### TEXTO FUENTE
Si comparamos estas cifras con lo ocurrido en el primer tercio del siglo veinte, concordaremos en que ha sido constante el auge de la producción literaria narrativa. Veamos este detalle: En las primeras tres décadas del pasado siglo (1901-1930) se publicaron, de acuerdo a los registros de Moya Pons, 42 novelas y 26 volúmenes de cuentos.
Es bueno observar cómo viene creciendo el número de publicaciones de obras narrativas, ya que en el segundo período de tres décadas (1931 a 1960), no obstante el oscurantismo de la tenebrosa Era de Trujillo, se cosecharon 98 novelas y 67 libros de cuentos.
Es obvio que la cantidad de novelas lanzadas en esos treinta años resulta superior a la totalidad de obras de autores dominicanos, de todos los géneros, editadas en el siglo XIX, lo cual es un dato muy alentador.
Es a partir de la tercera parte del siglo veinte cuando el cuento supera a la novela. Moya Pons registró para el período 1961-1990 un total de 151 novelas publicadas y 160 libros de cuentos.

### EJERCICIOS
1 - Reproduce al pie de la letra el fragmento del texto sobre la narrativa dominicana que empieza con las palabras "Es bueno observar" y termina con "dato muy alentador.".
2 - Prosigue el texto sobre la producción narrativa dominicana desde su última oración.
El material siguiente procede de una fuente distinta.

### MATERIAL PROPORCIONADO
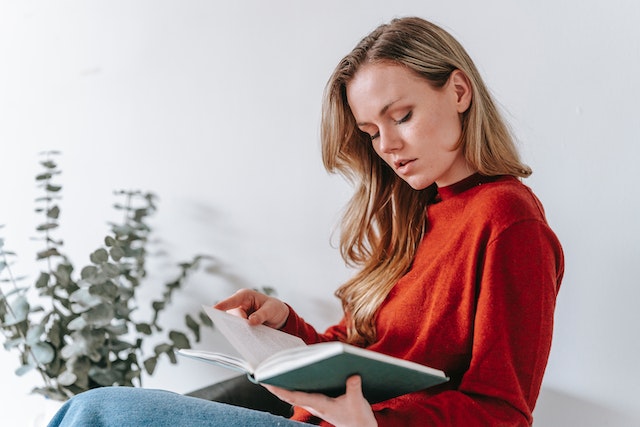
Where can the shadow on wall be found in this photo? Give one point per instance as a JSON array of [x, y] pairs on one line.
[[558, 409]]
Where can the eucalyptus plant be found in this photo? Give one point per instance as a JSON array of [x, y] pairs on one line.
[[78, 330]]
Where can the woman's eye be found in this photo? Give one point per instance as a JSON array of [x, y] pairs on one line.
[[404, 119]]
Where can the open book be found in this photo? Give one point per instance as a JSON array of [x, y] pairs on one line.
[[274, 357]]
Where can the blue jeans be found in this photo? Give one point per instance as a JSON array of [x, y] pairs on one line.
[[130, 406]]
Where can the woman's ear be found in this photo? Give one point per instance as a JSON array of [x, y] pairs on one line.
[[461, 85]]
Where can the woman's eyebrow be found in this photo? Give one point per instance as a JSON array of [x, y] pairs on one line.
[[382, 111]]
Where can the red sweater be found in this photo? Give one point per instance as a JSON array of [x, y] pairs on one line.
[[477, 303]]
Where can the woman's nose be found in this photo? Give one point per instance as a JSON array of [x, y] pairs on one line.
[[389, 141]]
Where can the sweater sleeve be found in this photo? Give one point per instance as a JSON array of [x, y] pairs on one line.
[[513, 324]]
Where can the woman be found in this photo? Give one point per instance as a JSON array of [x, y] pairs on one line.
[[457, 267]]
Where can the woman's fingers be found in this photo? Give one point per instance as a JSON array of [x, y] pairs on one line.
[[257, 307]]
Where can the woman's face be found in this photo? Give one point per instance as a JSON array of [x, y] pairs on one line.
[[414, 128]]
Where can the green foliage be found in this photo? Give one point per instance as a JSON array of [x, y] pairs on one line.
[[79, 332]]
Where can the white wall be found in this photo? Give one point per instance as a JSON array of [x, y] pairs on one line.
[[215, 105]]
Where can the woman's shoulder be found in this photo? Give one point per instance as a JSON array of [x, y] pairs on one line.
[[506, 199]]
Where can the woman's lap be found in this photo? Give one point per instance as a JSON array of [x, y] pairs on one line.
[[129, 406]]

---

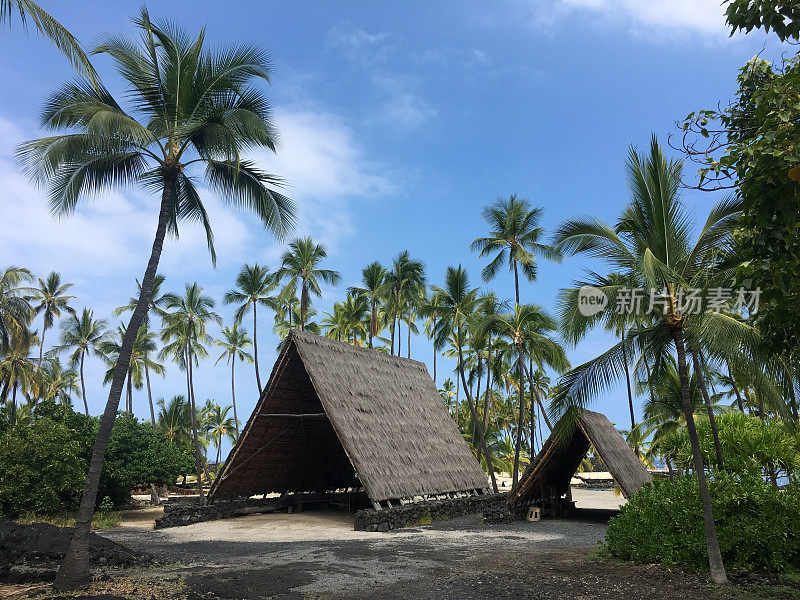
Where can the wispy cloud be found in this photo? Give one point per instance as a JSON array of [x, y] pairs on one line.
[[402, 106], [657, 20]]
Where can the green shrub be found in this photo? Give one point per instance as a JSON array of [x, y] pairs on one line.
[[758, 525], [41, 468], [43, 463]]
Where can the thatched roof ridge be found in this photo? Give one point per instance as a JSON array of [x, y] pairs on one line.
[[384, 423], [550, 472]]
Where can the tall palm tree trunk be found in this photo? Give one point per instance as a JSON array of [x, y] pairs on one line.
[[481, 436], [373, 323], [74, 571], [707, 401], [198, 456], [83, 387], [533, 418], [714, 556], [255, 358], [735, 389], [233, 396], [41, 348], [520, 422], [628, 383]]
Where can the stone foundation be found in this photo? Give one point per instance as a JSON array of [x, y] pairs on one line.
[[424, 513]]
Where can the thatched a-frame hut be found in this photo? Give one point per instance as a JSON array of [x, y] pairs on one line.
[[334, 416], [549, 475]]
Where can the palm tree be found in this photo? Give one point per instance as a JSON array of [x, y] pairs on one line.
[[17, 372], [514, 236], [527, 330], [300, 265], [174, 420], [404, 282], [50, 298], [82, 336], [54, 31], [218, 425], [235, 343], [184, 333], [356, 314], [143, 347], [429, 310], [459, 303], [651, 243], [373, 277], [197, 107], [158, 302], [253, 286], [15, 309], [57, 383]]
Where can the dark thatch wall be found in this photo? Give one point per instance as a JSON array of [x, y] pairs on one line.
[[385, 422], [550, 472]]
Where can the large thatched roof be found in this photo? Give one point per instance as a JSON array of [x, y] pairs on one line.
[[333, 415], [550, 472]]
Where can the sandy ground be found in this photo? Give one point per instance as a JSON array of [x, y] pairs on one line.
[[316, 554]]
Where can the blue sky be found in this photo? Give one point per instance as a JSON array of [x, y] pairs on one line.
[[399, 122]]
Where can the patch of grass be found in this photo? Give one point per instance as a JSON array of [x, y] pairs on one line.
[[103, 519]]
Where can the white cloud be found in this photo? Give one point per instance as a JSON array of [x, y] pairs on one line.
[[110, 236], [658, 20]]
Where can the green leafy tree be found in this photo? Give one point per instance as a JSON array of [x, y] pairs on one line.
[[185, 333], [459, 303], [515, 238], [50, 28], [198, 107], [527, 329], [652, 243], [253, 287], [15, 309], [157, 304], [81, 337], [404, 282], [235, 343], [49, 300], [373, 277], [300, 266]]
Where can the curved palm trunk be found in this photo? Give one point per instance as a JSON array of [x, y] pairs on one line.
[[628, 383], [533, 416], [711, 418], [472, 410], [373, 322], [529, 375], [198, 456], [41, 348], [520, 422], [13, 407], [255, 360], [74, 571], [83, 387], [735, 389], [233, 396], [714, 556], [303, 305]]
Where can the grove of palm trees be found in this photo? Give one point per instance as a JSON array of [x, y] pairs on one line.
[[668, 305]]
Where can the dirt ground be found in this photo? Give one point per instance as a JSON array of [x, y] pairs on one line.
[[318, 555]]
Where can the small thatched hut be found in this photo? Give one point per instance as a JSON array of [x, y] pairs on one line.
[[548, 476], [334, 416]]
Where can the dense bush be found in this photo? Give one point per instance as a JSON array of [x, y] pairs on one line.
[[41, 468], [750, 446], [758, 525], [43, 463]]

### RESPUESTAS
1 -
Es bueno observar cómo viene creciendo el número de publicaciones de obras narrativas, ya que en el segundo período de tres décadas (1931 a 1960), no obstante el oscurantismo de la tenebrosa Era de Trujillo, se cosecharon 98 novelas y 67 libros de cuentos.
Es obvio que la cantidad de novelas lanzadas en esos treinta años resulta superior a la totalidad de obras de autores dominicanos, de todos los géneros, editadas en el siglo XIX, lo cual es un dato muy alentador.

2 -
Si insistimos en las estadísticas, podríamos resaltar como dato propicio que si en el siglo XIX se publicaron siete novelas, en este momento tenemos más de siete autores de los que cada uno ha publicado más de siete novelas. Y hay datos tan elocuentes como el hecho de que los escritores Marcio Veloz Maggiolo, Manuel Salvador Gautier, Diógenes Valdez y Roberto Marcallé Abreu suman más novelas publicadas que todas las aparecidas en el primer tercio del siglo XX.
En lo que va de siglo y final del pasado ha surgido un grupo de novelistas y cuentistas que ya fuere en uno de los géneros o adicionando los títulos de un género al otro, han dado a conocer cinco o más obras: José Alcántara Almánzar, Avelino Stanley, Luis R. Santos, Edwin Disla, Ángela Hernández, Miguel Solano, Janet Miller, César Zapata, Federico Jovine Bermúdez, William Mejía, Rafael Darío Durán, Pedro Camilo, Rafael García Romero, Emilia Pereyra, Pedro Antonio Valdez, José Acosta y, si lo permiten, incluyo a quien les habla.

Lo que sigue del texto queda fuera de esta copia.